» **STATED PROBLEM**:
Count the lines in the records below that contain the word "roof" and give only that number.

++++ AVAILABLE DATA ++++

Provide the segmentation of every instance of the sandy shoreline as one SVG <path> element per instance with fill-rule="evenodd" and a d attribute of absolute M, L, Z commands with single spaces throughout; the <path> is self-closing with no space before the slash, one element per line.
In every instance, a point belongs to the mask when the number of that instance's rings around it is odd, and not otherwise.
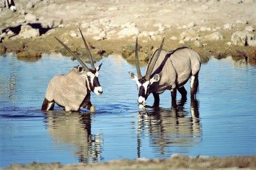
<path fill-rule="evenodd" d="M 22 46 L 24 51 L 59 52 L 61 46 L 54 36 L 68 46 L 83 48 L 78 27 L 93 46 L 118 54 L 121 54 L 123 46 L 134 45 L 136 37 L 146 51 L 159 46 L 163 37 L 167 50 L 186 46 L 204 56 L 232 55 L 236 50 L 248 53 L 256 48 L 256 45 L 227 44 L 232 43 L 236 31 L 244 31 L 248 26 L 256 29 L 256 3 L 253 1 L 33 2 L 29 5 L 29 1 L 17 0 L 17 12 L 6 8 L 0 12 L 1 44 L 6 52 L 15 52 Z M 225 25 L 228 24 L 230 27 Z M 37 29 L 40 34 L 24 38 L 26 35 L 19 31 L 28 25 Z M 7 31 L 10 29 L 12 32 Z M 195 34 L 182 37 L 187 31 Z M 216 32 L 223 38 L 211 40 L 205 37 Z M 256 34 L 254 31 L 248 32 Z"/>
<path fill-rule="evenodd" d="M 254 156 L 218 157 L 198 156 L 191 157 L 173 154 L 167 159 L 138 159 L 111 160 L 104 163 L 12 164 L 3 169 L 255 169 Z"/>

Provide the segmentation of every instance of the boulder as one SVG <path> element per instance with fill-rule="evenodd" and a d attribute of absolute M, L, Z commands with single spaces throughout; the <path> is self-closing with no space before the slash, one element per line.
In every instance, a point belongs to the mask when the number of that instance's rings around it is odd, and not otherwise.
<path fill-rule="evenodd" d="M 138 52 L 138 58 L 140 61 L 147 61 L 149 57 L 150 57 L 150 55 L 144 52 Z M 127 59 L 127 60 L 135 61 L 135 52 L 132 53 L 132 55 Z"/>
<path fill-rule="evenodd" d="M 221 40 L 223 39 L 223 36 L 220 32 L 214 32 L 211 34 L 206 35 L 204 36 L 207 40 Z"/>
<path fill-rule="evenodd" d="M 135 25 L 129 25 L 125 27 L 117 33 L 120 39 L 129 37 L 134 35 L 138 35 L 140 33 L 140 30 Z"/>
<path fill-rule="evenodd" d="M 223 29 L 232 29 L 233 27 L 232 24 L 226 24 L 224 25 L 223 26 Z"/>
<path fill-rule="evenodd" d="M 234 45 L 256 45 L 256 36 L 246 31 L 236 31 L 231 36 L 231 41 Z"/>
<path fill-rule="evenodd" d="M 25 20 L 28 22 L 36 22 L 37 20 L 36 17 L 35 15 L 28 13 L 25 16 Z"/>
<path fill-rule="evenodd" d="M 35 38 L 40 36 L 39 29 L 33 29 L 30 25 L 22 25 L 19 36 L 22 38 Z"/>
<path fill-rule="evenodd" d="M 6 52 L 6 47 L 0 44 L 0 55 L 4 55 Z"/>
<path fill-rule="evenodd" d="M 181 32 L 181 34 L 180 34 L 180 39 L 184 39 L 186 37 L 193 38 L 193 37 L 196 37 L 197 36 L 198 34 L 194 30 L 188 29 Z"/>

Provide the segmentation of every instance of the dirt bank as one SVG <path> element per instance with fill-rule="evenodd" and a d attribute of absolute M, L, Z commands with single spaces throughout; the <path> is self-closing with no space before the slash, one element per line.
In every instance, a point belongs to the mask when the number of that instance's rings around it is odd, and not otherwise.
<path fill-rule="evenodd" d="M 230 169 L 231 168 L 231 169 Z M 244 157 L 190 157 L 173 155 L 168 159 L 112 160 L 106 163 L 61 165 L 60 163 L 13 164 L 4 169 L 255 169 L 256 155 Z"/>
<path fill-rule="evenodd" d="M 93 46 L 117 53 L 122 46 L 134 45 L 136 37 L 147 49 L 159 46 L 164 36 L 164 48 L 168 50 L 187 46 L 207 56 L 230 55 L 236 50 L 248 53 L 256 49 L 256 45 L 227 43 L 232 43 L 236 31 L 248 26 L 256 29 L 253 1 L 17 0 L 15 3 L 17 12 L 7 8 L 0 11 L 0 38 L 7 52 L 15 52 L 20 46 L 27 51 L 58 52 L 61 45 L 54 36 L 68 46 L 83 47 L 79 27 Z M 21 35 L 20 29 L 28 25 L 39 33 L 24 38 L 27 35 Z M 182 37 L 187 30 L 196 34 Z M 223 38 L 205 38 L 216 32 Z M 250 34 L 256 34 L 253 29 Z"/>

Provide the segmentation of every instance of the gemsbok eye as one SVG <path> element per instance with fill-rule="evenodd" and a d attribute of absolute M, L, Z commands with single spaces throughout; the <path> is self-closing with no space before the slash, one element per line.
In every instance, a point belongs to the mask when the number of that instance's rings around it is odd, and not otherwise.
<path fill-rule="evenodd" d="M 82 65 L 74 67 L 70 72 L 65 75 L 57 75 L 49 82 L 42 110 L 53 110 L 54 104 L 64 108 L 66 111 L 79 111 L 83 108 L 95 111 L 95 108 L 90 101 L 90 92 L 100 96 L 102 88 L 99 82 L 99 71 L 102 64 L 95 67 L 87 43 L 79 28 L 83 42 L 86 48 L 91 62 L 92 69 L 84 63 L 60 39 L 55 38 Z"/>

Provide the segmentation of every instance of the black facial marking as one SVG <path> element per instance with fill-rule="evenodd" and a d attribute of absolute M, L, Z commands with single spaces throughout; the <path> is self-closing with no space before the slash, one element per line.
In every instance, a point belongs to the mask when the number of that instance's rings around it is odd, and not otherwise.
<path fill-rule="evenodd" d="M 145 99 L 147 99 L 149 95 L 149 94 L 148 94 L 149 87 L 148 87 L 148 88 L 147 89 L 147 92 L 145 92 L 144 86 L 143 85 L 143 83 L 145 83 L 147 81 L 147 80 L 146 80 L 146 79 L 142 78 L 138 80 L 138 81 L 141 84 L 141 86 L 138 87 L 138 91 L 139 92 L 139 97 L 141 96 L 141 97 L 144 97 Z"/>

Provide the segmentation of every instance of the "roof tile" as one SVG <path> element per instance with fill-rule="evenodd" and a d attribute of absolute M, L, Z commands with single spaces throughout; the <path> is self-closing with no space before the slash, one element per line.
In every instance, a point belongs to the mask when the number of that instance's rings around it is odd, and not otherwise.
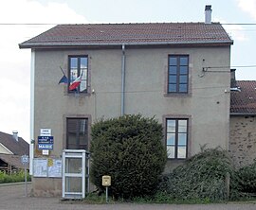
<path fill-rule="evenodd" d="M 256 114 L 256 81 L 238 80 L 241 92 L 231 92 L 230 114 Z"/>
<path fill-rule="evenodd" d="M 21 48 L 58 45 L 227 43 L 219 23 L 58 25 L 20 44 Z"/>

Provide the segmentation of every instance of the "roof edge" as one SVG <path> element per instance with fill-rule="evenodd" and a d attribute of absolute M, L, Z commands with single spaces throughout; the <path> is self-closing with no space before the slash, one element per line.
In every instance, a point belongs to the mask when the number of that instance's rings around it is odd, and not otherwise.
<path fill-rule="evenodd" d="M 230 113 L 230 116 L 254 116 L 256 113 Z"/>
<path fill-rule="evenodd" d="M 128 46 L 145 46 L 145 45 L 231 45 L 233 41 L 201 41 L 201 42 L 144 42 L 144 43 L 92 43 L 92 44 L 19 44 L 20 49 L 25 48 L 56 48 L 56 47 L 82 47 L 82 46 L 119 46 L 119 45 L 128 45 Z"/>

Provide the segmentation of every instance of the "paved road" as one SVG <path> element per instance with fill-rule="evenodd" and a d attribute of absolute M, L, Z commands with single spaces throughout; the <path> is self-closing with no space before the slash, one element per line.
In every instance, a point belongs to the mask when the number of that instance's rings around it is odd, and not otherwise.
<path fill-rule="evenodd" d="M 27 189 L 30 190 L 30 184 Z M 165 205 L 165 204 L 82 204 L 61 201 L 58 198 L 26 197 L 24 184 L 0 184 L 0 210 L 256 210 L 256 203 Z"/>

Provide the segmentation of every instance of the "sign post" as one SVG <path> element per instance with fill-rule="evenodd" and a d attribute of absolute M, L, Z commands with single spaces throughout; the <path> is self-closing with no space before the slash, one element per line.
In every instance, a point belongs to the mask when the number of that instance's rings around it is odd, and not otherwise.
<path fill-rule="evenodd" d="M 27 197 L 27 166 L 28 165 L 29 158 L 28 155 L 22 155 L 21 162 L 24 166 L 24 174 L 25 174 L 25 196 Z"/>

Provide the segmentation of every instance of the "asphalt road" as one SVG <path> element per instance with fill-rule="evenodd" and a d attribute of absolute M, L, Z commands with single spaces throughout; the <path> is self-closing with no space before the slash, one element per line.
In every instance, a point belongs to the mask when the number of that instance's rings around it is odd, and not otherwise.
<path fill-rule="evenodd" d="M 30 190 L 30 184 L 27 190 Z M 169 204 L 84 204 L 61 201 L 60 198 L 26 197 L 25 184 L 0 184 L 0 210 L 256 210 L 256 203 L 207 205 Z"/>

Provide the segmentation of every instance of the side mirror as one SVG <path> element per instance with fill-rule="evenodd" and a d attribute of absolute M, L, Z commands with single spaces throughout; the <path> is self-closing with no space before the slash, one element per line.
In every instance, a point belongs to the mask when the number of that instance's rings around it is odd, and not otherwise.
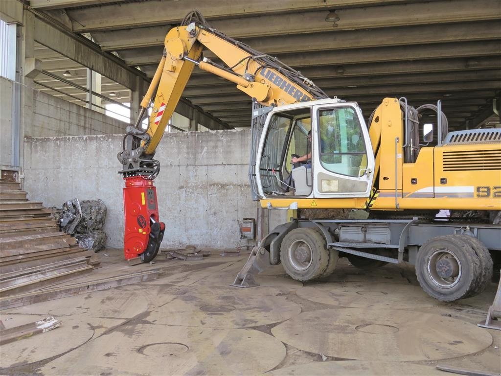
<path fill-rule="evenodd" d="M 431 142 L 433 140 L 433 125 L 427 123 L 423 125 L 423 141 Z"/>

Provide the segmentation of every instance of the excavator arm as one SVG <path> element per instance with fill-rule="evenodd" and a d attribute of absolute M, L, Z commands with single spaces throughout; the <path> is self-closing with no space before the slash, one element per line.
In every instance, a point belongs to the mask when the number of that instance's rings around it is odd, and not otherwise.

++++

» **WRITTEN SOLUTION**:
2